» Work order: Repeat the entries exactly as they appear.

» Records supplied:
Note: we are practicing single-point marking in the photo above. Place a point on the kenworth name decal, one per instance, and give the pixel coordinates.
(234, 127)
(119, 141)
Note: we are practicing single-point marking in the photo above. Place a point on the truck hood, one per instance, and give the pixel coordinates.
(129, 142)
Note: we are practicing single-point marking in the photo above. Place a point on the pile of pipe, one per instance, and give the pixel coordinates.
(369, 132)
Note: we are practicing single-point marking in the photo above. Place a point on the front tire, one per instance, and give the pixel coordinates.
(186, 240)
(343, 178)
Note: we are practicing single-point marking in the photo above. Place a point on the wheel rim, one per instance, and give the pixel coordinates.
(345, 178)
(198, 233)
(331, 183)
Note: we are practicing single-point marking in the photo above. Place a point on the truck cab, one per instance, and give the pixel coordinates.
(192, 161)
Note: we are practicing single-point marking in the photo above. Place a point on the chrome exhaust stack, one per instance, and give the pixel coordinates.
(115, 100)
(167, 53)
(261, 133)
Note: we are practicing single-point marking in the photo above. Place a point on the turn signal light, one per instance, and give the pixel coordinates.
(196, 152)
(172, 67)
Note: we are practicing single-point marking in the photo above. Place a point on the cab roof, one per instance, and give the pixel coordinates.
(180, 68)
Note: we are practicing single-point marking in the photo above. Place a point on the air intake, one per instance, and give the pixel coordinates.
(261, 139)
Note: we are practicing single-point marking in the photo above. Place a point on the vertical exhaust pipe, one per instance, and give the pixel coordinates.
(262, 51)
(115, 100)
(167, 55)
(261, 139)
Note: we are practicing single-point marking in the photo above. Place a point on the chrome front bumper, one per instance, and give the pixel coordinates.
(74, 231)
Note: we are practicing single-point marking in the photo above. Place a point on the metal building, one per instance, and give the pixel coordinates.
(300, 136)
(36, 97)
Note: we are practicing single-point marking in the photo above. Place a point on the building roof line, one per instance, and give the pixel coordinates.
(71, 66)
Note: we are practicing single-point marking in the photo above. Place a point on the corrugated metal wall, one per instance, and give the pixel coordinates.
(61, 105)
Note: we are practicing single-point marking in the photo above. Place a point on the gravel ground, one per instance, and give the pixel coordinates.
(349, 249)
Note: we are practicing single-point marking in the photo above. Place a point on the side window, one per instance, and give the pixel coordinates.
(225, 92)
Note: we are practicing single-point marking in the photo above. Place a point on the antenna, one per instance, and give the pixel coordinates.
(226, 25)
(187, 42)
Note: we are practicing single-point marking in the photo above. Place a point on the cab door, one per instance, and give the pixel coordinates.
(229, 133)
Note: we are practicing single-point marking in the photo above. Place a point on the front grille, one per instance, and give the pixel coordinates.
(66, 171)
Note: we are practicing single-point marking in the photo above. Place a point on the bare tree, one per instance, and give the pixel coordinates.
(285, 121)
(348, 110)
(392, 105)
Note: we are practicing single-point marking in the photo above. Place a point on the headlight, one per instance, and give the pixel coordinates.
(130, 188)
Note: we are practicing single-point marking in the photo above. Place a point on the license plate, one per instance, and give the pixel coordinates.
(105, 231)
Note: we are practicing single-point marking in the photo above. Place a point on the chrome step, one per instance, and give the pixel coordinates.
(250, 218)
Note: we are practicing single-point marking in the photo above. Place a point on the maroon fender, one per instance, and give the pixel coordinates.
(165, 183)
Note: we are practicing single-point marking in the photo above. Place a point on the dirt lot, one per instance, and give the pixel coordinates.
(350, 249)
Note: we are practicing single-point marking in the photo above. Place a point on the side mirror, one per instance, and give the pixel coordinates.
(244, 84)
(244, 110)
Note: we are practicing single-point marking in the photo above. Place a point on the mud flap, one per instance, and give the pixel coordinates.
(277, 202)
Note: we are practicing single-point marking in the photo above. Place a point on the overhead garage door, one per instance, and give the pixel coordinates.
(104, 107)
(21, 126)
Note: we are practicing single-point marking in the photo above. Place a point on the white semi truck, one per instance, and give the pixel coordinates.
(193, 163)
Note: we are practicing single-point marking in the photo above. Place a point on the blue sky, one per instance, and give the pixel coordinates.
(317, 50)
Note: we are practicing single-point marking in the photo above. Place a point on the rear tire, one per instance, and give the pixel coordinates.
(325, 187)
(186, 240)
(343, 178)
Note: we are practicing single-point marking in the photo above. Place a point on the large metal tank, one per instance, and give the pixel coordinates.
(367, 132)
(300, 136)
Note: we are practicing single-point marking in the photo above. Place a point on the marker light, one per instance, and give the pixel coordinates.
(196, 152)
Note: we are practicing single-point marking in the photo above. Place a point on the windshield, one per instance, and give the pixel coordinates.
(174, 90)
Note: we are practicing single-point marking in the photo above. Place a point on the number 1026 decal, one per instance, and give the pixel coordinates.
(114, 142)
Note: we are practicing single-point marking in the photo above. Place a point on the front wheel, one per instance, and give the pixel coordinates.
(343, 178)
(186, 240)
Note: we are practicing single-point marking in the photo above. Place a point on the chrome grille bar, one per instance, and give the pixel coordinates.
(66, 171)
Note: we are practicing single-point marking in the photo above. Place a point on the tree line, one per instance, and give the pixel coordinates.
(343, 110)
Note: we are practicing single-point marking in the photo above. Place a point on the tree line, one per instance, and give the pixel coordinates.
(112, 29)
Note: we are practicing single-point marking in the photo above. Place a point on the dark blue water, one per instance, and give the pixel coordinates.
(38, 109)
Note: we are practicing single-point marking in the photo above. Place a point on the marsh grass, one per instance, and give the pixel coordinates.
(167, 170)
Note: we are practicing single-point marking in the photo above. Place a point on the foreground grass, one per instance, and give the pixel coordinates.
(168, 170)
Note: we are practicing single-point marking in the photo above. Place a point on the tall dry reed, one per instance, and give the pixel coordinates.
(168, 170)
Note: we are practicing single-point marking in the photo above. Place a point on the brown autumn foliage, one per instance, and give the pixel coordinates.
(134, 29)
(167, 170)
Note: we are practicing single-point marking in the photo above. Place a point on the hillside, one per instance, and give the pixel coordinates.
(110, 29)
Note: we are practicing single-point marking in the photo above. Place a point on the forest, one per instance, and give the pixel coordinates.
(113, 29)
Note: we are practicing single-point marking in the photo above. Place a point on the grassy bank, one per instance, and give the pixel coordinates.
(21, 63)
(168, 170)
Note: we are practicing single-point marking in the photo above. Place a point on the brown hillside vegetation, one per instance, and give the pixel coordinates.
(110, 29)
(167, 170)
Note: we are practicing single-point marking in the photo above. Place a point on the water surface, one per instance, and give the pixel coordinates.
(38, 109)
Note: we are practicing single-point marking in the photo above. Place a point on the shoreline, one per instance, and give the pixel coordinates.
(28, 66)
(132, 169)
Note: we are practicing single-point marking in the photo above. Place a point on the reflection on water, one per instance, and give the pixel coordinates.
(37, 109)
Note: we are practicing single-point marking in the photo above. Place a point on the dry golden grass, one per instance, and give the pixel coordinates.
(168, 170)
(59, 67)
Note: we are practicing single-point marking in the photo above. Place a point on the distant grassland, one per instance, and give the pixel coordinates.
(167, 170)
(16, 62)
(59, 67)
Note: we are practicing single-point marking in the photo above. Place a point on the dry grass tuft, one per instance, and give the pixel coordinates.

» Result below:
Note: we are practicing single-point marking in the photo above. Place a point on the kenworth name decal, one per instance, and give the pixel coordinates.
(234, 127)
(119, 141)
Note: we are practicing single-point marking in the photo above. Place a point on the truck hood, one per instance, and give the pixel coordinates.
(129, 142)
Note: we are practicing single-point marking in the photo above. Place a point on the pile of pipe, one per instance, and give the pixel coordinates.
(369, 132)
Note: we are practicing single-point marking in the photo above. Place a point on the front tire, one per instance, and give the pixel coordinates.
(186, 240)
(343, 178)
Note: we are practicing single-point marking in the photo above. Place a point on the wheel rim, one per instance, and give the pixel coordinates.
(345, 178)
(198, 233)
(331, 183)
Note: we are practicing single-point marking in the photo above. Place a point on the truck cab, one per instance, and give the pixel coordinates.
(192, 161)
Note: we are practicing single-point marking in the photo above. Place a point on the chrome exhaust stack, one per instance, and give the pixel coordinates.
(115, 100)
(167, 53)
(261, 133)
Note: we are practicing single-point marking in the photo above. Place a point on the turn signal light, one per instance, and give the pixel coordinates.
(196, 152)
(172, 67)
Note: we are practicing single-point marking in the photo above. Place a point on the cab roof, one per instance, and give the pixel coordinates.
(180, 68)
Note: we are practicing single-point marking in the photo above. Place a point on the air intake, one per instance, and give the pixel coordinates.
(261, 139)
Note: we are practicing single-point marking in the photo above. Place a point on the vertical exhaust pipe, one per instance, and give the pixel coordinates.
(262, 51)
(115, 100)
(167, 55)
(261, 139)
Note: we are practicing single-point marking in the photo above. Place a point on the chrome front bumper, one per instance, and give the pixel coordinates.
(74, 231)
Note: we are practicing single-point marking in the photo above. Place a point on the metal building, one per instance, and give the pixel coordinates.
(300, 136)
(36, 97)
Note: we are practicing single-point marking in the photo above. Place a point on the building roof line, one per instance, and give the pixel coordinates.
(71, 66)
Note: we are practicing single-point marking in the photo above. Place a point on the corrugated metal wall, one per instance, and give the pixel coordinates.
(61, 105)
Note: we are practicing single-point marking in the photo above. Place a point on the gravel ground, one per instance, and give the pixel coordinates.
(349, 249)
Note: we are practicing single-point marking in the photo above. Place a point on the side window, one per instance, and give the pixel coordinates.
(225, 92)
Note: we are practicing single-point marking in the photo above. Place a point on the antenna, one per instance, and give the pixel coordinates.
(226, 25)
(187, 42)
Note: we are practicing single-point marking in the photo above. Place a point on the cab door, one per instance, and give the pixel coordinates.
(229, 133)
Note: we are practicing single-point marking in the photo above. Place a point on the front grille, one per instance, and give the pixel coordinates.
(66, 171)
Note: we are practicing single-point marking in the photo above. Place a point on the bare tree, one per instance, and give the pixel coordinates.
(285, 121)
(348, 110)
(392, 105)
Note: we are practicing single-point marking in the photo above. Place a point on the headlight, one per instance, and give the pixel coordinates.
(130, 188)
Note: we are practicing single-point marking in the photo above. Place a point on the license plate, one per instance, and give the pixel coordinates.
(105, 231)
Note: we are practicing single-point marking in the photo above. Place a point on the chrome step, one per instance, and give the pixel coordinates.
(250, 218)
Note: we are practicing single-point marking in the photo above. Place a point on the maroon fender, one per instance, and give the pixel coordinates.
(165, 183)
Note: we are practicing single-point marking in the photo above. Place a point on the dirt lot, one per instance, and give the pixel coordinates.
(350, 249)
Note: we are practicing single-point marking in the photo above. Place a point on the side mirror, one per instance, and give the pixel coordinates.
(244, 84)
(244, 110)
Note: we are practicing single-point marking in the photo above. Place a point on the mud flap, one per instance, and give the pixel coordinates.
(277, 202)
Note: we are practicing single-point marking in the photo above. Place a point on the overhead garage door, one per instance, and give the pixel coordinates.
(104, 107)
(21, 126)
Note: we are practicing single-point marking in the photo above. Place a point on the white semi truck, one per instance, and give the pixel coordinates.
(193, 163)
Note: we are practicing single-point marking in the photo above. Place a point on the blue sky, one per instance, and give the pixel coordinates.
(317, 50)
Note: we are practicing single-point marking in the photo above. Place a point on the rear tire, one per instance, and give the pixel coordinates.
(325, 187)
(186, 240)
(343, 178)
Note: we are practicing single-point marking in the photo above. Place a point on the large metal tank, one per instance, and give the pixel coordinates.
(367, 132)
(300, 136)
Note: we are practicing single-point marking in the photo above. Place a point on the marker light, one per instance, and give the pixel coordinates.
(196, 152)
Note: we are practicing single-point marking in the photo above. Place a point on the windshield, one per instance, and give the pixel coordinates.
(174, 90)
Note: we are practicing single-point marking in the photo above. Place a point on the number 1026 decal, one per instance, and give the pixel coordinates.
(114, 142)
Note: we are practicing single-point marking in the photo above. Place a point on the front wheel, one per instance, and give the pixel coordinates.
(343, 178)
(186, 240)
Note: we are practicing single-point marking in the photo above. Place a point on the chrome grille bar, one per instance, and give the pixel coordinates.
(66, 171)
Note: we are practicing single-point marking in the photo above. Place a point on the tree line, one per instance, and give the pixel coordinates.
(343, 110)
Note: we are practicing single-point marking in the photo above. Place a point on the tree line, one per instance, and give the pixel coordinates.
(112, 29)
Note: we are practicing single-point marking in the photo above. Place a point on the dark blue water, one per instance, and give the pixel coordinates.
(38, 109)
Note: we are practicing single-point marking in the photo above. Place a point on the marsh grass, one per instance, and give the pixel coordinates.
(167, 170)
Note: we are practicing single-point marking in the photo above. Place a point on the foreground grass, one per instance, and give the pixel coordinates.
(168, 170)
Note: we are practicing single-point marking in the photo above. Place a point on the tall dry reed, one per instance, and give the pixel coordinates.
(168, 170)
Note: we are practicing single-point marking in the photo above. Place a point on the brown autumn foliage, one per instance, and give the pixel coordinates.
(134, 29)
(167, 170)
Note: we are practicing single-point marking in the photo above. Place a point on the hillside, one per instance, and give the pixel coordinates.
(110, 29)
Note: we are practicing single-point marking in the photo above. Place a point on the forest, one per instance, and give the pixel coordinates.
(113, 29)
Note: we are practicing single-point marking in the photo above. Place a point on the grassy bank, one per instance, and give the pixel coordinates.
(21, 63)
(168, 170)
Note: we are practicing single-point marking in the photo above. Place a point on the brown hillside vegetation, one per instance, and give the pixel coordinates.
(110, 29)
(167, 170)
Note: we are practicing single-point marking in the photo above. Place a point on the water surface, one per instance, and give the pixel coordinates.
(38, 109)
Note: we are practicing single-point marking in the photo above. Place a point on the shoreline, one per instance, and give the pixel coordinates.
(28, 66)
(132, 169)
Note: we are practicing single-point marking in the photo above. Place a point on the reflection on water, one per instance, and give the pixel coordinates.
(37, 109)
Note: we are practicing single-point marking in the photo above. Place a point on the dry golden grass, one per instance, and give the pixel coordinates.
(168, 170)
(59, 67)
Note: we are practicing single-point marking in the photo above. Place a point on the distant grassland, one per instance, and give the pixel coordinates.
(167, 170)
(16, 62)
(59, 67)
Note: we are practicing single-point marking in the photo above. Place a point on the dry grass tuft, one per instance, and give the pixel coordinates.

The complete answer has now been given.